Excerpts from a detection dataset
● ● ●
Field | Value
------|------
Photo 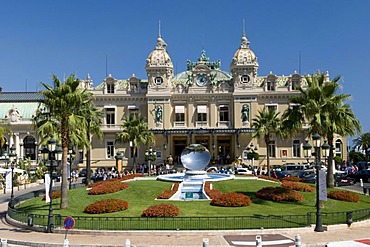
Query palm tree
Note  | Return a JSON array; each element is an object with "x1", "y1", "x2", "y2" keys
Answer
[
  {"x1": 283, "y1": 73, "x2": 361, "y2": 188},
  {"x1": 252, "y1": 108, "x2": 283, "y2": 176},
  {"x1": 116, "y1": 115, "x2": 154, "y2": 172},
  {"x1": 35, "y1": 74, "x2": 93, "y2": 209},
  {"x1": 353, "y1": 132, "x2": 370, "y2": 161},
  {"x1": 75, "y1": 102, "x2": 103, "y2": 185}
]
● ● ●
▶ [PROMPT]: Reproduce every line of the records above verbatim, omitting the pictures from your answer.

▶ [FULL RESPONSE]:
Field | Value
------|------
Photo 
Query palm tree
Note  | Return a JSON array; each element is an object with "x1", "y1", "x2", "y2" keys
Answer
[
  {"x1": 283, "y1": 73, "x2": 361, "y2": 188},
  {"x1": 252, "y1": 108, "x2": 283, "y2": 176},
  {"x1": 116, "y1": 115, "x2": 154, "y2": 172},
  {"x1": 35, "y1": 74, "x2": 93, "y2": 209},
  {"x1": 353, "y1": 132, "x2": 370, "y2": 161},
  {"x1": 75, "y1": 102, "x2": 103, "y2": 185}
]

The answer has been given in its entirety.